• [WRITTEN EXERCISE]:
Copy every line of the records, from the line containing "For every instance of the long" through the end of the records, and shift each x and y coordinate in the answers up by 62.

══ MATERIAL FOR THE TASK ══

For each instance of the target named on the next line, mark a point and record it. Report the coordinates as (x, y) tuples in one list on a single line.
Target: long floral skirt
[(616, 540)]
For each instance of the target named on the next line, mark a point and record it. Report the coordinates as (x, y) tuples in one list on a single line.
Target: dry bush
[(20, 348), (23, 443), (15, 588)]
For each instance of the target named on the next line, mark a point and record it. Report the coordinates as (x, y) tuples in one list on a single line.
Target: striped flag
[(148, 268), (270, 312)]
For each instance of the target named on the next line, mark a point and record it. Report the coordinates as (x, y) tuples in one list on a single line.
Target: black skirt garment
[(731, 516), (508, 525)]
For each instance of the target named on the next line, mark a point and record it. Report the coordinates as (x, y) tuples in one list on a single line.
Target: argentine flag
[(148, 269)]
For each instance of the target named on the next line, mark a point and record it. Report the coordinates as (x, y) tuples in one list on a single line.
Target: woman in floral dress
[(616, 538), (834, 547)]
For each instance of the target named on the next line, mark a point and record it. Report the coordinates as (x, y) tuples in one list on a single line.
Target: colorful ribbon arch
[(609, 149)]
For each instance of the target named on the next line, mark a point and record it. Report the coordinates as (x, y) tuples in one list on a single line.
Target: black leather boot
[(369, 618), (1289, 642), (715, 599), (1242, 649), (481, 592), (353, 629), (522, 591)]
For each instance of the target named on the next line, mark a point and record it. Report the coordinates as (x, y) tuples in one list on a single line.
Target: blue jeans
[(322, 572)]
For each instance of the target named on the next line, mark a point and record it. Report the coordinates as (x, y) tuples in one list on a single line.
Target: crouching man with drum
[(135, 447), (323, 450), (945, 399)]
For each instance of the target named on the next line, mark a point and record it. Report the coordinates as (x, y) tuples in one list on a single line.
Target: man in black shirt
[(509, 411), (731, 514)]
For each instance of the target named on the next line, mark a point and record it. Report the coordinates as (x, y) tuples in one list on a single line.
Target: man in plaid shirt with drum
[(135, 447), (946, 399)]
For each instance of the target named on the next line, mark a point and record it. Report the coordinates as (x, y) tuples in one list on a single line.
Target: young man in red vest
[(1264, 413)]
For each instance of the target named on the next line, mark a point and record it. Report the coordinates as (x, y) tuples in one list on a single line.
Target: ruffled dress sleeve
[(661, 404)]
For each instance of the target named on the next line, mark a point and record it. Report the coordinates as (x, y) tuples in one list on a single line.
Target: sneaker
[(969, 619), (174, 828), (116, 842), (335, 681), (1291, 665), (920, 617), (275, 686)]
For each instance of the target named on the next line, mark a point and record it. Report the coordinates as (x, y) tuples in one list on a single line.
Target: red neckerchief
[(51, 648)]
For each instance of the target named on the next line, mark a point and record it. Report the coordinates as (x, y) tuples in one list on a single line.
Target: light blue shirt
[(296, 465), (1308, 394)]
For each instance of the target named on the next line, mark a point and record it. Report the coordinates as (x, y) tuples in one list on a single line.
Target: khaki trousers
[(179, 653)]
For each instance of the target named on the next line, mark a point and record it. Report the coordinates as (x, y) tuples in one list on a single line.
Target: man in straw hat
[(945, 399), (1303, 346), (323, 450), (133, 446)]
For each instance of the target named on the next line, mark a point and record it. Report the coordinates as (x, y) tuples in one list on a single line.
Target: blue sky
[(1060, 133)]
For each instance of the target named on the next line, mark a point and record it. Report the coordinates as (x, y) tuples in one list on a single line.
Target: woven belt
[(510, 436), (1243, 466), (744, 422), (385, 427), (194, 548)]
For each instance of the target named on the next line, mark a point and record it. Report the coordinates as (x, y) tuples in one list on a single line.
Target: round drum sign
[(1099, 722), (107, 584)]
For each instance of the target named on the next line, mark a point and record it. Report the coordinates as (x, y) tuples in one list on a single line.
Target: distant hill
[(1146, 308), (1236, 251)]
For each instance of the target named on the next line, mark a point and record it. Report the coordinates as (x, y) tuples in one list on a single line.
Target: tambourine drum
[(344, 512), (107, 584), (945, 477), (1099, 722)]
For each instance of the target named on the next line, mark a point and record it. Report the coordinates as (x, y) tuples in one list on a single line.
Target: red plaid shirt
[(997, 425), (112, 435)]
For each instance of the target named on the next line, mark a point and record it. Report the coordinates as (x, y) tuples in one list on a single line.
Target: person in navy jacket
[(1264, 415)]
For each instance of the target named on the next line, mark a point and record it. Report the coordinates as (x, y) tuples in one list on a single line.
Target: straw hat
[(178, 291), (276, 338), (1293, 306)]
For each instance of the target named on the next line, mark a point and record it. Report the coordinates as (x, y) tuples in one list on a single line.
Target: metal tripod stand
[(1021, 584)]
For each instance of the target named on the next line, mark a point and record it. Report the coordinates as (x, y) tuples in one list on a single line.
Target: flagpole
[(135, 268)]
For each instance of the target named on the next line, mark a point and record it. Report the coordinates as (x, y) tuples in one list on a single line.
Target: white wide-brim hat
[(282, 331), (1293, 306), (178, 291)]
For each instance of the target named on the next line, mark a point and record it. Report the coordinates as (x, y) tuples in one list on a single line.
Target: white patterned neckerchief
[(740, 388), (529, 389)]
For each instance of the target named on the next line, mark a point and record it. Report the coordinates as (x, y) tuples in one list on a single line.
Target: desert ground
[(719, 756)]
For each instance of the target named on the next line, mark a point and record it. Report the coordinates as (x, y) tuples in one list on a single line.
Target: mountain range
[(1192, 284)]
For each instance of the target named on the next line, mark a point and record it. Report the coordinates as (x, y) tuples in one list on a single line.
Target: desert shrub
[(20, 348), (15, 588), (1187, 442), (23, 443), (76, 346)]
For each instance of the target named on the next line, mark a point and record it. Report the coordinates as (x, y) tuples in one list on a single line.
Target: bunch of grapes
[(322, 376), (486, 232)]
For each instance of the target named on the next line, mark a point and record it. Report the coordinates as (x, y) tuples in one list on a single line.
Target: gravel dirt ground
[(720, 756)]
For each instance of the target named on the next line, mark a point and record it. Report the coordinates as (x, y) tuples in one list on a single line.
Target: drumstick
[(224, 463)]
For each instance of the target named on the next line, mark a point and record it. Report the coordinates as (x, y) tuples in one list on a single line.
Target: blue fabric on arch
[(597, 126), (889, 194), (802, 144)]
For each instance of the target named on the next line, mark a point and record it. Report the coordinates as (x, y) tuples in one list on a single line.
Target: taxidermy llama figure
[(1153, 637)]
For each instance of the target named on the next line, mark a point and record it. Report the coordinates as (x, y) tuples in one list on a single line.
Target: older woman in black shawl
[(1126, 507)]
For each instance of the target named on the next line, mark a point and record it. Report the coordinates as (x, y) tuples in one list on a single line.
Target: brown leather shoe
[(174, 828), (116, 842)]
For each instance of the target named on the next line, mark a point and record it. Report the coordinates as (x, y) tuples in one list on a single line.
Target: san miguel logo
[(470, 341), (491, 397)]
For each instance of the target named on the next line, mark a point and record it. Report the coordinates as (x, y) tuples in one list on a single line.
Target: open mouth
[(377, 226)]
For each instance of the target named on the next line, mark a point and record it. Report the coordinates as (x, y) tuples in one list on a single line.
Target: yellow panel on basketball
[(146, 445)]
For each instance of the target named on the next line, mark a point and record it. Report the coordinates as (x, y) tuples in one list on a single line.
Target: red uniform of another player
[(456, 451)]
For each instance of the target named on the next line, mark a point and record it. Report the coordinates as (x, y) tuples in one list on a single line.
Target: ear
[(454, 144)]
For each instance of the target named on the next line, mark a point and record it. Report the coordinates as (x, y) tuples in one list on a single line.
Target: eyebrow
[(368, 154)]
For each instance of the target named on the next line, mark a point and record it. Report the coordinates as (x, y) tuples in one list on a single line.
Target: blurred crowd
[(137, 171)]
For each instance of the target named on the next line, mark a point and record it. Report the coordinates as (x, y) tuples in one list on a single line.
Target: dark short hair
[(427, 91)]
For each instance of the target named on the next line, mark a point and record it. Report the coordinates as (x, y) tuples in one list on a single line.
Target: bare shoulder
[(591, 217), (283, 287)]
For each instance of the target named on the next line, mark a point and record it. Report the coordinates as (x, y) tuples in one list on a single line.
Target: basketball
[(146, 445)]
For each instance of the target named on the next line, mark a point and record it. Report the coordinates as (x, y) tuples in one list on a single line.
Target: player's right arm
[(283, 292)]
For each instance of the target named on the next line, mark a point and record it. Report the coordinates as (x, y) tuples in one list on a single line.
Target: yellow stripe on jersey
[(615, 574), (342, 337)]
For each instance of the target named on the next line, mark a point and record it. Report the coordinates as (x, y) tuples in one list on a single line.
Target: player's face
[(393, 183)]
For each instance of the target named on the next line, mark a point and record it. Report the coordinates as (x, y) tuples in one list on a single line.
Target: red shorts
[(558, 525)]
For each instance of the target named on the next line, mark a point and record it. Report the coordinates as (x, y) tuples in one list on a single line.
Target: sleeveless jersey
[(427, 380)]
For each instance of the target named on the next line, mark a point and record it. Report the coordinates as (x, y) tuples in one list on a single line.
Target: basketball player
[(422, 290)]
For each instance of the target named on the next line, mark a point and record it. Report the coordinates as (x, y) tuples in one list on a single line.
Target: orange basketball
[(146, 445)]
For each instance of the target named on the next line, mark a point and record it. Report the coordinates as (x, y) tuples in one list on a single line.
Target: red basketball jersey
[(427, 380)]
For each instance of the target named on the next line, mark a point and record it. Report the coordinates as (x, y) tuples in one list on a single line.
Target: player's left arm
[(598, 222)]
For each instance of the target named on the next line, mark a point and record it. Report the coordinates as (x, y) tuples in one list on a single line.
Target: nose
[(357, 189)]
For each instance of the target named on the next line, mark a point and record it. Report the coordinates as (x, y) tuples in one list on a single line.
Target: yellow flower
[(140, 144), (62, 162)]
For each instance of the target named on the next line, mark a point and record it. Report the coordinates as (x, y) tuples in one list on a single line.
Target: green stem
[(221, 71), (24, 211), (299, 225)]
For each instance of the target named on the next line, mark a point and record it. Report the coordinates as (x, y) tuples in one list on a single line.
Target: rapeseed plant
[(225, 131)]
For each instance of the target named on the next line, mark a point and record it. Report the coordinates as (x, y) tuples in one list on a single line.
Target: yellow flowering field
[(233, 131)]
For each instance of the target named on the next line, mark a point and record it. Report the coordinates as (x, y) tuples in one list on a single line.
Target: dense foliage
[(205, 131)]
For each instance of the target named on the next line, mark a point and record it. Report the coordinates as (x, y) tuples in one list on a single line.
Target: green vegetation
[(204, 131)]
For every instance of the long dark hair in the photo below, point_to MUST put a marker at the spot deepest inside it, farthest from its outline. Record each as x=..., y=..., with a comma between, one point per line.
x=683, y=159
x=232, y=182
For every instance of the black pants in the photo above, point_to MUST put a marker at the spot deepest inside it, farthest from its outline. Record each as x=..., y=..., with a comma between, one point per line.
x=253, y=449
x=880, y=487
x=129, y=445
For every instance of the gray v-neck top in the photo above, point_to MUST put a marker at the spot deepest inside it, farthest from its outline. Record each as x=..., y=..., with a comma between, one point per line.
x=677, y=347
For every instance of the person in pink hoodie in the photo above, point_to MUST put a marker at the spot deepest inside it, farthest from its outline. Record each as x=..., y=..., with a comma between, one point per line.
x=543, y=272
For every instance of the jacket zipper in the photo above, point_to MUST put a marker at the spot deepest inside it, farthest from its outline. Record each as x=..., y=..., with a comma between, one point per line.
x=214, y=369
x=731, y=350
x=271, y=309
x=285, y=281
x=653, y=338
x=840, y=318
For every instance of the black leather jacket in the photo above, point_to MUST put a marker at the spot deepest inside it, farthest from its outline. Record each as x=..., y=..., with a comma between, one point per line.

═══

• [OUTPUT OF THE EXERCISE]:
For every instance of the long dark hair in the photo below, point_to MUST put a marker at the spot deepest inside it, farthest from its outline. Record each as x=..., y=..., with a comma between, one point per line.
x=745, y=221
x=294, y=244
For every instance of the black pants in the photo above, point_to MUST put a marker at the spot deepest inside it, farthest from its outline. Record each as x=..., y=..., with a comma between, one point per line.
x=315, y=511
x=942, y=549
x=191, y=507
For every instance of the gray v-neck top in the photo above, point_to MUST put a marker at the spot deepest inside it, farthest from its outline. Record each as x=..., y=..., with a comma between, one point per line.
x=739, y=409
For every instance of the person in pink hoodie in the photo above, point_to MUST put a marker at the spot deepest inside it, farthest from its outline. Record each as x=..., y=..., with a comma between, one point per line.
x=605, y=334
For every instance of the jacket zipper in the photo above, point_to MUST put a marker at the spot deepest inside it, farthest from its outline. Record each as x=..., y=..., with a comma between, one point per line.
x=276, y=431
x=793, y=412
x=333, y=371
x=347, y=343
x=715, y=400
x=902, y=380
For every instance of the black leather jacket in the photo above, point_to MUST put a marker at the spot deepest inside it, farthest from its outline. Record each as x=..., y=..., with a comma between, one point per line.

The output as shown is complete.